═════ Fragmento del documento ═════

Victoria Ramos había llegado con un grupo de seis amigos desde Ituzaingó. Al entrar le hicieron sacar las zapatillas para revisarlas. Cuando se desató el incendio estaba junto al escenario. De repente, la música cesó, y ella se dio vuelta. Vio que en medio del salón hacían una ronda, que había fuego y que caía un trozo de la media sombra. Empezó a gritar y a querer escapar de allí. Se tropezó y cayó dos veces. La segunda, otras personas se precipitaron sobre ella. La aplastaron. Se cortó la luz. “Cada vez podía respirar menos, pero escuchaba a la gente que pedía ayuda”. No podía escapar, estaba aprisionada. Se desvaneció, y despertó cuando unos chicos la levantaron para ayudarla a salir. Tenía las piernas dormidas y la llevaron a una ambulancia.
A Juliana, entonces la novia de Nicolás Manuel Barani, le gustaba mucho Callejeros. Por eso, él la acompañó la noche del 30 de diciembre, como lo había hecho dos días antes, en la primera de las tres fechas que tocaría la banda de Villa Celina. Su primo, Sebastián, debutaba como espectador. Nicolás recordó que, por la revisación a la que fueron sometidos, entraron con las zapatillas en la mano. El lugar ya estaba lleno. En una de las tres barras del boliche, la del nivel inferior, tomaron unas cervezas. Juliana se dirigió al frente del escenario, y él y su primo decidieron mirar desde arriba. En la barra del piso superior pidieron otra cerveza y, justo cuando estaba por comenzar a tocar Callejeros, caminaron hacia el baño, ubicado a la derecha del escenario (mirando de frente al mismo) al final del corredor del balcón. Estando ahí empezó a sonar la música. Cuando salieron, el fuego se había desatado. Nicolás quiso bajar, pero su primo dijo “No, mejor entremos”, y regresaron al baño. “Empezó a entrar humo, inmediatamente se cortó la luz y la gente entraba enloquecida”, recordó. No se podía mover, abrumado entre los gritos de los desesperados. “¡Me ahogo! ¡Quiero salir!”, se oía. Se acurrucó bajo los lavabos, hasta que se desmayó. Nunca supo quién lo sacó de ahí. Luego, en el hospital Fernández, le contaron que el SAME lo trasladó. Y que despertó del coma recién el 4 de enero. El 12 de ese mes le dieron el alta. Todo ese tiempo, su novia permaneció junto a él. Recién en esos días que estuvo en terapia intensiva se enteró de la magnitud de la tragedia. Y que Sebastián, su primo, había muerto.

═════

■ Tarea A ■
Enumera todas las personas que el fragmento del documento menciona por su nombre.
■ Tarea B ■
Transcribe el pasaje del fragmento del documento que va de "Victoria Ramos había" a "a una ambulancia.", ambos incluidos.

═════ Filas proporcionadas ═════

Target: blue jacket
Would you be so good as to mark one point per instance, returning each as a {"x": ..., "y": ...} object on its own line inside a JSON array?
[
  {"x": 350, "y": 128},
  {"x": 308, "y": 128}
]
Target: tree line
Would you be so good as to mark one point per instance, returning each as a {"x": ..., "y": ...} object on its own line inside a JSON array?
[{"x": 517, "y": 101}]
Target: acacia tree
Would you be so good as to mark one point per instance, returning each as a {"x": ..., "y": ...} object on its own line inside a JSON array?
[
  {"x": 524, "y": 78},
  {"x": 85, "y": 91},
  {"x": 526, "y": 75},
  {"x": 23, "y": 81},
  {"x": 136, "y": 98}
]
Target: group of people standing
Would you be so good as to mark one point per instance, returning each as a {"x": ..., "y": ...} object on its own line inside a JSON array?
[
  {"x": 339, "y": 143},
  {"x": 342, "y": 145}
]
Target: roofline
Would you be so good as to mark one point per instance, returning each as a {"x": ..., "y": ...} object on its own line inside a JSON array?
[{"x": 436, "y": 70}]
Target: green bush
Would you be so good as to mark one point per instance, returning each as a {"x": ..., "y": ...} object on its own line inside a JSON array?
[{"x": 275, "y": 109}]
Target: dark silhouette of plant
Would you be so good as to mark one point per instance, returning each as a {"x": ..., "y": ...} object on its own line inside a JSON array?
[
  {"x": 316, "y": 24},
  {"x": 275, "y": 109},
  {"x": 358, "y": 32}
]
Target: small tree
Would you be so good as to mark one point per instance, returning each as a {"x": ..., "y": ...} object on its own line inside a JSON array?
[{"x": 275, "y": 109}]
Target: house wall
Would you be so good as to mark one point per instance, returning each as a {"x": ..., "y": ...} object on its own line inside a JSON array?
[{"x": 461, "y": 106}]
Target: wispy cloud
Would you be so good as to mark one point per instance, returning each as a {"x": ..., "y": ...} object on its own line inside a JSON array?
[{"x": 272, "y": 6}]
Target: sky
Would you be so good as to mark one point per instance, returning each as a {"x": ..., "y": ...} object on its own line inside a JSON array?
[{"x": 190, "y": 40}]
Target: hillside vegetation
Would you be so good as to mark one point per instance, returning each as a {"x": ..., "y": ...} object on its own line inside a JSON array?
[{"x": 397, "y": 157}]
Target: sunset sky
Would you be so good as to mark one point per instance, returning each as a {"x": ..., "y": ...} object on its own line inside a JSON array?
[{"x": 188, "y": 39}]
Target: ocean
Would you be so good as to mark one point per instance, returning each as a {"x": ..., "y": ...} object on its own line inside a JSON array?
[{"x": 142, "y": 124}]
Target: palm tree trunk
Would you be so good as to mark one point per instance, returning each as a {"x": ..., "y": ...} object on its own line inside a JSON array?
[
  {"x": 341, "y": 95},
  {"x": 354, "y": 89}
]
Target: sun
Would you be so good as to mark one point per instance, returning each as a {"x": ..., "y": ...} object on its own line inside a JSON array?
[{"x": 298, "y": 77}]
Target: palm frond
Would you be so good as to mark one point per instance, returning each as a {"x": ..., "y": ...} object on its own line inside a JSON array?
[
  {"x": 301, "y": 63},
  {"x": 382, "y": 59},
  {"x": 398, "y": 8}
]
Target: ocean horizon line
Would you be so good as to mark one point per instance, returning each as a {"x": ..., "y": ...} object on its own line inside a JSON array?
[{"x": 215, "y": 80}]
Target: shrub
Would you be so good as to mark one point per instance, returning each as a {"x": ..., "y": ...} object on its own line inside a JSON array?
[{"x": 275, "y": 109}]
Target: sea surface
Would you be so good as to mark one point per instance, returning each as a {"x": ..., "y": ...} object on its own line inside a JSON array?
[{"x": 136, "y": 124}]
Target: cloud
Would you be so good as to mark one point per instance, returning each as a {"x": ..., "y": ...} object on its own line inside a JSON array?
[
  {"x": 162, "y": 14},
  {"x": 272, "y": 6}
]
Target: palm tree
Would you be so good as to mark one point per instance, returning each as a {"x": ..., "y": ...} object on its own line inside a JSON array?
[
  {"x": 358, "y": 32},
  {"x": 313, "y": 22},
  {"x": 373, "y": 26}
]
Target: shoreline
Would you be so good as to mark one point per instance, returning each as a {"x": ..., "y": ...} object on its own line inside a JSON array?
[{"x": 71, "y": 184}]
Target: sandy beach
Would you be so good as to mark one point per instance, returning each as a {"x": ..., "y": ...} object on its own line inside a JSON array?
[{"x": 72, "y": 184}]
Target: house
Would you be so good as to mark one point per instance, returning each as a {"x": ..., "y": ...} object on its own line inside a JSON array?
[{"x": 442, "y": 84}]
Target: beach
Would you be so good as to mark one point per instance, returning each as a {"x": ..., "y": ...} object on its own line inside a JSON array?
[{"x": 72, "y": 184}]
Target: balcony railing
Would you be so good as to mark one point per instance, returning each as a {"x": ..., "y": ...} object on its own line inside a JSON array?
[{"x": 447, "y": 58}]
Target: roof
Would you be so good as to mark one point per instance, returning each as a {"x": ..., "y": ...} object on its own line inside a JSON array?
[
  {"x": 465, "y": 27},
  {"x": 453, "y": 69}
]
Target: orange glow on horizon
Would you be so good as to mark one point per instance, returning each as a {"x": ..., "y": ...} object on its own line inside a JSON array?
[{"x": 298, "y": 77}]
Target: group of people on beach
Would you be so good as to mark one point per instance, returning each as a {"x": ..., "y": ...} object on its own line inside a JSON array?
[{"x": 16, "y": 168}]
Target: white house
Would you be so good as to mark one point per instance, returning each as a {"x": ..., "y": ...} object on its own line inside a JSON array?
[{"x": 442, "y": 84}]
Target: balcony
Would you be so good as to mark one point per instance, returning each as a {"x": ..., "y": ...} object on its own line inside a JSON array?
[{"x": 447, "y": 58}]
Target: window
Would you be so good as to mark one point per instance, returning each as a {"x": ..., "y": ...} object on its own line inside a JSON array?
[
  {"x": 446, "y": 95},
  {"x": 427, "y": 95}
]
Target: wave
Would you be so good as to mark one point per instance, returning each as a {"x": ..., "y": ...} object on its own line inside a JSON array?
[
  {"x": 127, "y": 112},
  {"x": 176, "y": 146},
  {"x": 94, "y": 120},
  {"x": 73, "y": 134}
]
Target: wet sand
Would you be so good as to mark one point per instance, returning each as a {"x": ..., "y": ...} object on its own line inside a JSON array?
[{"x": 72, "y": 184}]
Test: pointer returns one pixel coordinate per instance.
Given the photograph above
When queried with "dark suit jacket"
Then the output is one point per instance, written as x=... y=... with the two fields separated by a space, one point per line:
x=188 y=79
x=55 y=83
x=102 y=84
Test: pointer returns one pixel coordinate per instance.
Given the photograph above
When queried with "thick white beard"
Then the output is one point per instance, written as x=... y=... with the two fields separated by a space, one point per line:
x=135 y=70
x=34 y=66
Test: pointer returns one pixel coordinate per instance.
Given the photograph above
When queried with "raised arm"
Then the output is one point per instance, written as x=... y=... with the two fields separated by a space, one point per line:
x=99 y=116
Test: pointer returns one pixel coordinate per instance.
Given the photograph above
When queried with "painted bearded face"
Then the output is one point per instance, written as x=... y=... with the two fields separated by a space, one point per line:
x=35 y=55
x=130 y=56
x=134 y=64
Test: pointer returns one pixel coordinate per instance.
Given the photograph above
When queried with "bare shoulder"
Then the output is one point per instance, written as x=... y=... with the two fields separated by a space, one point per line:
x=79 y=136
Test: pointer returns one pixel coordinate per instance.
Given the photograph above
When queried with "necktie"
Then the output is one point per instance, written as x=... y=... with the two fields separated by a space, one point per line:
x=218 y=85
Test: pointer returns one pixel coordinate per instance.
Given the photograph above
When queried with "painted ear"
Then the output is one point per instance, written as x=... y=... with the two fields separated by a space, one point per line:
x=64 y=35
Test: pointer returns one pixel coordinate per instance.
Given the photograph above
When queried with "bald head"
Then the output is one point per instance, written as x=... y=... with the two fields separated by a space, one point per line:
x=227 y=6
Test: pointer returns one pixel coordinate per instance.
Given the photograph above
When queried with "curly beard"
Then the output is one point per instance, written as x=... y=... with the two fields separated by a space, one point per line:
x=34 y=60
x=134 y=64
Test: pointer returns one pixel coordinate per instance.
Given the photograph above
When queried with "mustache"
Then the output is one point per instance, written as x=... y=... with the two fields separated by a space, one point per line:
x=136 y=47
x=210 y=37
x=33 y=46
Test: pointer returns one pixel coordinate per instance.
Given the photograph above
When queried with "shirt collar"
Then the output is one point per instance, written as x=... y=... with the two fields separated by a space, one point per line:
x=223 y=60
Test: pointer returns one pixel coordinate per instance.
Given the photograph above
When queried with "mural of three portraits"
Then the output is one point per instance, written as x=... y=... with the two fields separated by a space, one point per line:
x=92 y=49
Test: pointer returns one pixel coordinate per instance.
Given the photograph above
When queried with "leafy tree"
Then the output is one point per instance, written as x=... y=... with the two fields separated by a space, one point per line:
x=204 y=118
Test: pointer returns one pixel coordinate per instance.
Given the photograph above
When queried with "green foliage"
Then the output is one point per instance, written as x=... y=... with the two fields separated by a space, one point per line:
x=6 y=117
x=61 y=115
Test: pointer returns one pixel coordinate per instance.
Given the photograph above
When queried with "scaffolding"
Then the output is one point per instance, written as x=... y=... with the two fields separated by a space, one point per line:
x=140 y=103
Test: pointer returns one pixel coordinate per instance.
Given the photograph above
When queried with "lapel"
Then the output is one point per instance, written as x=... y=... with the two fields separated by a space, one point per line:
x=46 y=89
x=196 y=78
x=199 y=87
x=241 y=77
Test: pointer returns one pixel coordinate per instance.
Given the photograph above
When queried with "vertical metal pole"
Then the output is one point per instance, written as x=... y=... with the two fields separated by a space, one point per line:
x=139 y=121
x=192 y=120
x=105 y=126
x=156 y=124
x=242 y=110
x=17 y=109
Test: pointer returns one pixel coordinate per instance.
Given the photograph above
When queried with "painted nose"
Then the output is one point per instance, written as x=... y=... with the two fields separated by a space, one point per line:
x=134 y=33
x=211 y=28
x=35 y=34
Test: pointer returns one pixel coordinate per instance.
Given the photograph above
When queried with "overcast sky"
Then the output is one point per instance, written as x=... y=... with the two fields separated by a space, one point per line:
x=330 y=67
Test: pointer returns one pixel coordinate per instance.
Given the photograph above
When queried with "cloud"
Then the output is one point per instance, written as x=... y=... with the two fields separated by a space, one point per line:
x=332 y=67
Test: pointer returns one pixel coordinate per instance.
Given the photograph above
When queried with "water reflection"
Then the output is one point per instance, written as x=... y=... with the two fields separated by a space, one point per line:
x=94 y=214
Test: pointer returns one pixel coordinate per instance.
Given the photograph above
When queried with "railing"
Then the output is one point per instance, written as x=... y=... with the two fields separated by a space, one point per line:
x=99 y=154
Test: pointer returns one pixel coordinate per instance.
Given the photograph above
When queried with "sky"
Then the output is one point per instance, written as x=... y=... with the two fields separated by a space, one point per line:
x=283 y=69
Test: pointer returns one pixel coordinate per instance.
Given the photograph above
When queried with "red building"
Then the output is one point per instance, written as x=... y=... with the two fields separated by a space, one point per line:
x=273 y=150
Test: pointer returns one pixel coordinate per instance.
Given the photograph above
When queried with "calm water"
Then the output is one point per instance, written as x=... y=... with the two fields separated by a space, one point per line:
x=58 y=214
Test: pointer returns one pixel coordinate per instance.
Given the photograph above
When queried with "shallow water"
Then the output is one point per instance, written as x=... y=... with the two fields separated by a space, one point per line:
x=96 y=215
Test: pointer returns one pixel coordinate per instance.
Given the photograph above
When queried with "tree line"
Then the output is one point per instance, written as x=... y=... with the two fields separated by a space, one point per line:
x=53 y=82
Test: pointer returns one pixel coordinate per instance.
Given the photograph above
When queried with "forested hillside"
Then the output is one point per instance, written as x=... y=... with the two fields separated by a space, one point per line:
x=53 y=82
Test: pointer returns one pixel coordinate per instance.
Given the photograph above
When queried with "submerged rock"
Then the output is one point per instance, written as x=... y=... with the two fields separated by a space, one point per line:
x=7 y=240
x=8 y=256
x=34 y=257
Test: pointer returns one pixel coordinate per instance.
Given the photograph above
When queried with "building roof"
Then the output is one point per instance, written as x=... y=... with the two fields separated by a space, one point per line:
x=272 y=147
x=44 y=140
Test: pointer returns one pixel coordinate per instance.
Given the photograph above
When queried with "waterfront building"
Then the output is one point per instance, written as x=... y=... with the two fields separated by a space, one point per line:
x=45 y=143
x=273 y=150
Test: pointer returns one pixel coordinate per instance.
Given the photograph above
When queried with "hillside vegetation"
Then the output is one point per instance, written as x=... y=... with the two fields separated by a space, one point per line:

═════

■ Respuesta escrita A ■
Victoria Ramos, Juliana, Nicolás Manuel Barani, Sebastián

■ Respuesta escrita B ■
Victoria Ramos había llegado con un grupo de seis amigos desde Ituzaingó. Al entrar le hicieron sacar las zapatillas para revisarlas. Cuando se desató el incendio estaba junto al escenario. De repente, la música cesó, y ella se dio vuelta. Vio que en medio del salón hacían una ronda, que había fuego y que caía un trozo de la media sombra. Empezó a gritar y a querer escapar de allí. Se tropezó y cayó dos veces. La segunda, otras personas se precipitaron sobre ella. La aplastaron. Se cortó la luz. “Cada vez podía respirar menos, pero escuchaba a la gente que pedía ayuda”. No podía escapar, estaba aprisionada. Se desvaneció, y despertó cuando unos chicos la levantaron para ayudarla a salir. Tenía las piernas dormidas y la llevaron a una ambulancia.